--- Input records ---
□ □ □ □ □
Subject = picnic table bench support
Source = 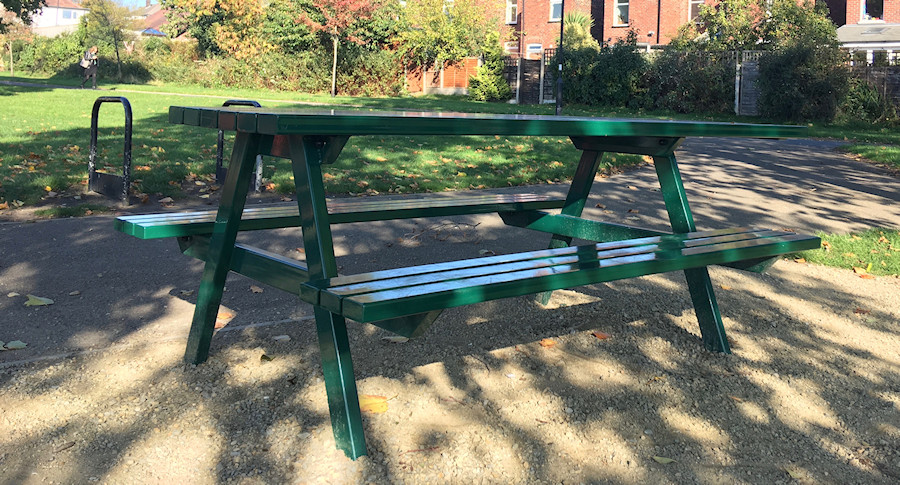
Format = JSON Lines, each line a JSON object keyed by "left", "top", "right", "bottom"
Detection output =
{"left": 653, "top": 153, "right": 730, "bottom": 353}
{"left": 289, "top": 134, "right": 368, "bottom": 459}
{"left": 184, "top": 133, "right": 261, "bottom": 365}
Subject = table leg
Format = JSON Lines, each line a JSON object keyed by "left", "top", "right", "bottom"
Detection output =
{"left": 289, "top": 135, "right": 367, "bottom": 459}
{"left": 653, "top": 153, "right": 730, "bottom": 353}
{"left": 538, "top": 148, "right": 604, "bottom": 304}
{"left": 184, "top": 132, "right": 261, "bottom": 364}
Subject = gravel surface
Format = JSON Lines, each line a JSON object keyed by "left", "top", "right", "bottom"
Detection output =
{"left": 1, "top": 259, "right": 898, "bottom": 484}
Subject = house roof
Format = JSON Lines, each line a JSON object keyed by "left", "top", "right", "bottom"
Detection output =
{"left": 48, "top": 0, "right": 88, "bottom": 10}
{"left": 837, "top": 23, "right": 900, "bottom": 44}
{"left": 143, "top": 9, "right": 167, "bottom": 31}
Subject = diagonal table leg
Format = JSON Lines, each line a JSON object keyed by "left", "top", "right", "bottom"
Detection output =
{"left": 653, "top": 153, "right": 731, "bottom": 353}
{"left": 184, "top": 132, "right": 262, "bottom": 364}
{"left": 289, "top": 135, "right": 367, "bottom": 459}
{"left": 538, "top": 148, "right": 604, "bottom": 305}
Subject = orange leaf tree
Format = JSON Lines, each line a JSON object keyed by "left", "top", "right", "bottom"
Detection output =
{"left": 161, "top": 0, "right": 271, "bottom": 59}
{"left": 297, "top": 0, "right": 380, "bottom": 97}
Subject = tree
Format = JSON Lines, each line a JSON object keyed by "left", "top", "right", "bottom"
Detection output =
{"left": 0, "top": 0, "right": 45, "bottom": 33}
{"left": 398, "top": 0, "right": 503, "bottom": 69}
{"left": 297, "top": 0, "right": 380, "bottom": 97}
{"left": 562, "top": 11, "right": 600, "bottom": 50}
{"left": 161, "top": 0, "right": 271, "bottom": 58}
{"left": 1, "top": 10, "right": 32, "bottom": 73}
{"left": 670, "top": 0, "right": 764, "bottom": 51}
{"left": 81, "top": 0, "right": 136, "bottom": 80}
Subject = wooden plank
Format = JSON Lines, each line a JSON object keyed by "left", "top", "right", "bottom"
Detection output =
{"left": 115, "top": 194, "right": 568, "bottom": 239}
{"left": 171, "top": 107, "right": 808, "bottom": 139}
{"left": 309, "top": 232, "right": 819, "bottom": 323}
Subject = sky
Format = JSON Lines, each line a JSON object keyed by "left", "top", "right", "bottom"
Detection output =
{"left": 116, "top": 0, "right": 157, "bottom": 8}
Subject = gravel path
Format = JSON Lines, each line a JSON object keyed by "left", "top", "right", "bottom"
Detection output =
{"left": 1, "top": 138, "right": 898, "bottom": 484}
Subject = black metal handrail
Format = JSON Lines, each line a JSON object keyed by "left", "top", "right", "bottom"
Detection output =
{"left": 89, "top": 96, "right": 132, "bottom": 203}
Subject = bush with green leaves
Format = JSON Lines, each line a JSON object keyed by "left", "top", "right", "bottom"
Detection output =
{"left": 643, "top": 50, "right": 734, "bottom": 114}
{"left": 559, "top": 31, "right": 647, "bottom": 108}
{"left": 757, "top": 44, "right": 848, "bottom": 122}
{"left": 468, "top": 32, "right": 511, "bottom": 102}
{"left": 838, "top": 77, "right": 898, "bottom": 124}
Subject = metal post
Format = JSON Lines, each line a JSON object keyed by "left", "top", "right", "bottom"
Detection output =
{"left": 89, "top": 96, "right": 132, "bottom": 204}
{"left": 555, "top": 0, "right": 565, "bottom": 115}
□ □ □ □ □
--- What the task requires ---
From the first line of the material to the last, retype everything exactly except the images.

--- Answer box ---
Subject = picnic table bench support
Source = 
Format = JSON Lines, each line a JSON object keyed by "left", "top", "right", "bottom"
Detection output =
{"left": 653, "top": 153, "right": 730, "bottom": 353}
{"left": 289, "top": 134, "right": 368, "bottom": 459}
{"left": 184, "top": 133, "right": 261, "bottom": 365}
Subject = table leg
Format = JSON Lines, each line a JSON object keyed by "left", "top", "right", "bottom"
Detection output =
{"left": 289, "top": 135, "right": 367, "bottom": 459}
{"left": 653, "top": 153, "right": 730, "bottom": 353}
{"left": 538, "top": 148, "right": 604, "bottom": 304}
{"left": 184, "top": 132, "right": 261, "bottom": 364}
Subject = gravel surface
Format = JSON Lines, each line a JSON object keyed by "left", "top", "right", "bottom"
Detection output =
{"left": 1, "top": 259, "right": 898, "bottom": 484}
Subject = house roof
Format = JSON Lines, each line a JSON object keyed by "left", "top", "right", "bottom"
Detection output =
{"left": 48, "top": 0, "right": 88, "bottom": 10}
{"left": 837, "top": 23, "right": 900, "bottom": 44}
{"left": 143, "top": 9, "right": 167, "bottom": 31}
Subject = diagonal table leg
Format = JSON Lines, each line a JSON object keyed by "left", "top", "right", "bottom"
Detection output =
{"left": 653, "top": 153, "right": 731, "bottom": 353}
{"left": 184, "top": 132, "right": 262, "bottom": 364}
{"left": 289, "top": 135, "right": 367, "bottom": 459}
{"left": 538, "top": 148, "right": 604, "bottom": 305}
Subject = orange leaf tree
Format = JSON Lines, each line a JSON object keyed by "left", "top", "right", "bottom"
Detection output =
{"left": 161, "top": 0, "right": 271, "bottom": 59}
{"left": 297, "top": 0, "right": 380, "bottom": 97}
Subject = tree
Format = JSON Lines, each line a JSON object keyed by "left", "top", "right", "bottom"
Detection output =
{"left": 0, "top": 0, "right": 45, "bottom": 33}
{"left": 398, "top": 0, "right": 503, "bottom": 69}
{"left": 297, "top": 0, "right": 380, "bottom": 97}
{"left": 562, "top": 11, "right": 600, "bottom": 50}
{"left": 161, "top": 0, "right": 271, "bottom": 58}
{"left": 1, "top": 10, "right": 32, "bottom": 73}
{"left": 670, "top": 0, "right": 764, "bottom": 51}
{"left": 81, "top": 0, "right": 136, "bottom": 80}
Subject = wooden plank
Format = JSON Lines, each line a JSON object keyed by "left", "top", "right", "bottom"
Detection output =
{"left": 115, "top": 194, "right": 568, "bottom": 239}
{"left": 171, "top": 107, "right": 808, "bottom": 139}
{"left": 309, "top": 232, "right": 819, "bottom": 323}
Subject = sky
Format = JSON Lines, each line a JSON object keyed by "left", "top", "right", "bottom"
Detection output =
{"left": 116, "top": 0, "right": 157, "bottom": 8}
Subject = gravel path
Format = JSON Lines, each line a JSON object keyed by "left", "top", "right", "bottom"
Detection output =
{"left": 1, "top": 138, "right": 898, "bottom": 484}
Subject = black metal handrail
Format = JSON Lines, each line a JSON object keyed by "left", "top", "right", "bottom"
Detection output =
{"left": 89, "top": 96, "right": 132, "bottom": 203}
Subject = bush with green leaves
Format = JSON Lines, each line a JSON object keyed by "left", "top", "right", "bottom"
Detection output =
{"left": 643, "top": 50, "right": 734, "bottom": 114}
{"left": 559, "top": 31, "right": 647, "bottom": 108}
{"left": 757, "top": 44, "right": 848, "bottom": 122}
{"left": 468, "top": 32, "right": 511, "bottom": 102}
{"left": 838, "top": 77, "right": 898, "bottom": 124}
Subject = metal post
Format = JSON Lines, each line a JSON object keyed by "left", "top", "right", "bottom"
Detection output =
{"left": 89, "top": 96, "right": 132, "bottom": 204}
{"left": 555, "top": 0, "right": 565, "bottom": 115}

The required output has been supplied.